### CONSIGNE A
Recopiez à l'identique, dans l'extrait sur les informations préoccupantes, le passage qui va de « Crédit photo Stéphanie » jusqu'à « s’adaptent et innovent. ».
### CONSIGNE B
Veuillez rédiger la suite de l'extrait sur les informations préoccupantes, à partir de sa dernière phrase.

### EXTRAIT SOURCE
++++++++

Crédit photo Stéphanie TROUVE @Tema Agence
L'augmentation des informations préocupantes bouleverse le quotidien de l’ensemble des travailleurs sociaux, accaparés par des missions d’évaluation pour lesquelles ils n’ont pas toujours été formés. Mais face à la complexité du dispositif, des départements agissent, s’adaptent et innovent.

Quelles qu’en soient les causes, une chose est sûre, l’accroissement du nombre d’informations préoccupantes a des conséquences sur le quotidien des travailleurs sociaux. En tout premier lieu, par la difficulté que constitue l’évaluation pour des professionnels qui, dans leur grande majorité, n’ont bénéficié que de quelques heures de formation en protection de l’enfance. Et restent conditionnés par le prisme de l’alliance avec les publics, difficilement compatible avec la neutralité qu’impose une information préoccupante et, à plus fort degré, une évaluation. « Avant notre réorganisation, les équipes d’évaluation commençaient par faire de la prévention, c’est-à-dire tout simplement leur travail, analyse Catherine Gilardeau. Tiraillées entre l’évaluation et l’accompagnement, elles amalgamaient leurs deux missions, en tentant de proposer des solutions aux familles avant de rendre leurs conclusions. Il n’y avait plus de limites et on se retrouvait parfois avec des évaluations qui duraient entre six et neuf mois au lieu des trois imposés par la loi. »

++++++++

### DONNÉES FOURNIES
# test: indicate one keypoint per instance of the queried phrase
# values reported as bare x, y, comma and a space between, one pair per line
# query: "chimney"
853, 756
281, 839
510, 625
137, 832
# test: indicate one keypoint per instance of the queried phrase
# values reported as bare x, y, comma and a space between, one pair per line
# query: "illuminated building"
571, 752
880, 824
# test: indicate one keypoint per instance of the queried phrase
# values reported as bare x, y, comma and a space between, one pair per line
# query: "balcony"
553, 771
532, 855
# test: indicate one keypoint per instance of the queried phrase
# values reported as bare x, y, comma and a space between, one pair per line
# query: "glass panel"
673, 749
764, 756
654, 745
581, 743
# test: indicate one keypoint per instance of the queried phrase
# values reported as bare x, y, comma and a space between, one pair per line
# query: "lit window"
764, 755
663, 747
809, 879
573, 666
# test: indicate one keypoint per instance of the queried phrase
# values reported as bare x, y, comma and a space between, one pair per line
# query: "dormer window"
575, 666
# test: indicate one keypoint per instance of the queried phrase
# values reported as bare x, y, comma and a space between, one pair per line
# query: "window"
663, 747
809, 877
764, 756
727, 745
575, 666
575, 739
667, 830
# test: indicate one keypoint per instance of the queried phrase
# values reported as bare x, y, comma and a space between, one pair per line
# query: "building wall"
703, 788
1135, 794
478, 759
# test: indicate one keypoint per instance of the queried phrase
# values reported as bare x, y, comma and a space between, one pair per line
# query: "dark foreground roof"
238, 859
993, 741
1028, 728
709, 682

++++++++

### RÉSULTAT ATTENDU A
Crédit photo Stéphanie TROUVE @Tema Agence
L'augmentation des informations préocupantes bouleverse le quotidien de l’ensemble des travailleurs sociaux, accaparés par des missions d’évaluation pour lesquelles ils n’ont pas toujours été formés. Mais face à la complexité du dispositif, des départements agissent, s’adaptent et innovent.

### RÉSULTAT ATTENDU B
Sur tous les fronts

Assistante sociale de secteur depuis 2019, Océane Motay a bénéficié, comme plusieurs de ses collègues, de nombreuses formations par le département du Morbihan pour se spécialiser dans l’évaluation pendant un an. « Avant cela, il m’était difficile de gérer l’inquiétude et la colère que les familles ressentaient au moment de l’évaluation, et de repérer celles qui, déjà habituées aux travailleurs sociaux, savent donner le change. A l’école, on ne nous apprend pas non plus à rédiger des écrits. Ni à mener un entretien avec les enfants, exercice spécifique très dur à réaliser sans les outils que l’on m’a fournis pendant mes formations continues », se souvient-elle. Revenue aujourd’hui à la polyvalence, Océane Motay regrette le temps où elle ne se consacrait qu’aux IP : « La protection de l’enfance devient la priorité du secteur et le reste passe un peu à la trappe. Les IP occupent 40 % de mon temps et je ne peux pas faire de la prévention autant que nécessaire. Du coup, j’ai un peu l’impression d’être partout à la fois, sans être efficace nulle part. »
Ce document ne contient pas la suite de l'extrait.